- What you should do -
Copy the lines of the data below exactly, starting at the first and stopping after the line that contains "find the lace"; include no pictures.

%%

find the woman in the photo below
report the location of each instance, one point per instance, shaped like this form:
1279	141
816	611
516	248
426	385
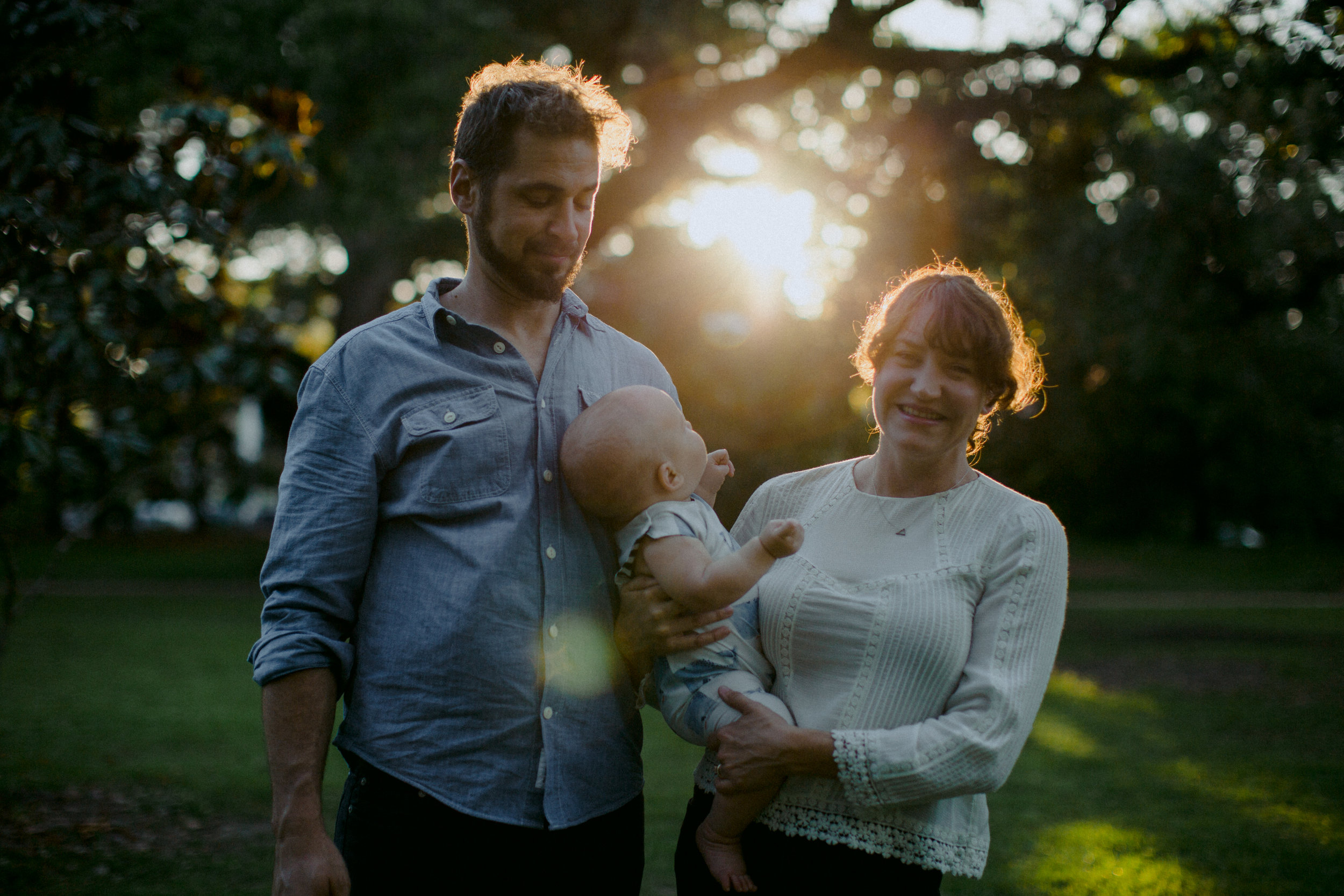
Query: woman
914	633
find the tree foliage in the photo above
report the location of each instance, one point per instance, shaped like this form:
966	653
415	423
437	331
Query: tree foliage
1166	207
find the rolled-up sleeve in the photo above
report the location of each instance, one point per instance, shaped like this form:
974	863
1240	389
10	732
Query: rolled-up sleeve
974	744
321	537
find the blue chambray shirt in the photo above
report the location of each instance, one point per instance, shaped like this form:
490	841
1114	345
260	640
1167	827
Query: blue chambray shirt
428	553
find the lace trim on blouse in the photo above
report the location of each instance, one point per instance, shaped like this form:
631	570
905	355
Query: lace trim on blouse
889	841
874	837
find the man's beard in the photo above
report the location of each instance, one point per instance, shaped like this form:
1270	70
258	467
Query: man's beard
531	285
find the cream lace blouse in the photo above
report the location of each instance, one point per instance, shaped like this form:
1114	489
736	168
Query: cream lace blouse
921	633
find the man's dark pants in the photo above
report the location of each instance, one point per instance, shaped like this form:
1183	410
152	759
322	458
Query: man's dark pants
398	840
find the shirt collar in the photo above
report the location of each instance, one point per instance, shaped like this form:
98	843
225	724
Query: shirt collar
570	304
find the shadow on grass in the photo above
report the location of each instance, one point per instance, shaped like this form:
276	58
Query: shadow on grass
1178	752
1195	784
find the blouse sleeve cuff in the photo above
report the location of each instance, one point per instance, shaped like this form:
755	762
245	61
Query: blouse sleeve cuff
851	755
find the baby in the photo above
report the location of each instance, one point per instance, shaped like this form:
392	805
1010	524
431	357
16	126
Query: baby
635	461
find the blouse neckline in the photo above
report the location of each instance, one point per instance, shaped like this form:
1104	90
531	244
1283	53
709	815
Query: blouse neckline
854	485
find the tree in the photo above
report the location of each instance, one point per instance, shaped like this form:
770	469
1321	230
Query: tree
125	343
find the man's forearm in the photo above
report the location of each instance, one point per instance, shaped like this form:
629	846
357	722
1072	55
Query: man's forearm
297	715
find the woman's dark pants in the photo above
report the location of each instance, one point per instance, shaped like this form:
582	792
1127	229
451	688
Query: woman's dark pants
399	841
781	864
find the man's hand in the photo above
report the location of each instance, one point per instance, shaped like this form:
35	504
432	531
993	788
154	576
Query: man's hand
718	469
308	864
297	711
651	625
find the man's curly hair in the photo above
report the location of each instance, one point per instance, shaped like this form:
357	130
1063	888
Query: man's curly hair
553	101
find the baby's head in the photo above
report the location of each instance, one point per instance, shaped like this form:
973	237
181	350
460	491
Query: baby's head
630	450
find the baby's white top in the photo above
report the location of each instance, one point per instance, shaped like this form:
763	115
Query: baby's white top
692	518
920	633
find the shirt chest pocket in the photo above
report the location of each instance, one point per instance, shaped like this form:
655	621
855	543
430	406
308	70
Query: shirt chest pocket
459	448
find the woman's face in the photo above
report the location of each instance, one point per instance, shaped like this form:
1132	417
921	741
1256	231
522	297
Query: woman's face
925	401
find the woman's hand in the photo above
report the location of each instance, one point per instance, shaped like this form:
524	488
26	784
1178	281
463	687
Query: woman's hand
760	750
651	625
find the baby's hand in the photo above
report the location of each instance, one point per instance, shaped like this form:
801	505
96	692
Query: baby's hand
781	537
718	469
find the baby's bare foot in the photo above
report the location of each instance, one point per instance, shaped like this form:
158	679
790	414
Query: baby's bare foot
781	537
724	857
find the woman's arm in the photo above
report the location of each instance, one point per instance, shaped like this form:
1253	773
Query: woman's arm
760	750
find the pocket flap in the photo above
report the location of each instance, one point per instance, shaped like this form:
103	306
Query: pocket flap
452	412
588	398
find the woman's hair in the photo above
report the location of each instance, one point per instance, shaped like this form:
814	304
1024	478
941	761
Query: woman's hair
971	319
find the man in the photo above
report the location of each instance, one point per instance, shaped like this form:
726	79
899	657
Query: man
429	564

%%

- Result -
find the woman in the photo below
report the location of each instance, one point per instance, shaped like this form:
1279	141
816	611
516	248
426	385
Query: woman
914	633
find the tree foliage in the photo above
report the location of each instance, one point per instance, shaped like this form:
966	653
415	423
437	331
Query: tree foliage
1166	207
find the rolled-up sleeve in the photo above
report the location of each instance, one point per instance, shaped like this form:
974	863
1240	389
10	732
Query: rolled-up sleeve
974	744
321	537
find the blue chambray shirt in the photo above
report the location of each instance, one point per instance, shaped like this form:
490	841
1114	345
260	640
1167	827
Query: blue chambray shirt
428	553
find the lace trim on blouse in the photo above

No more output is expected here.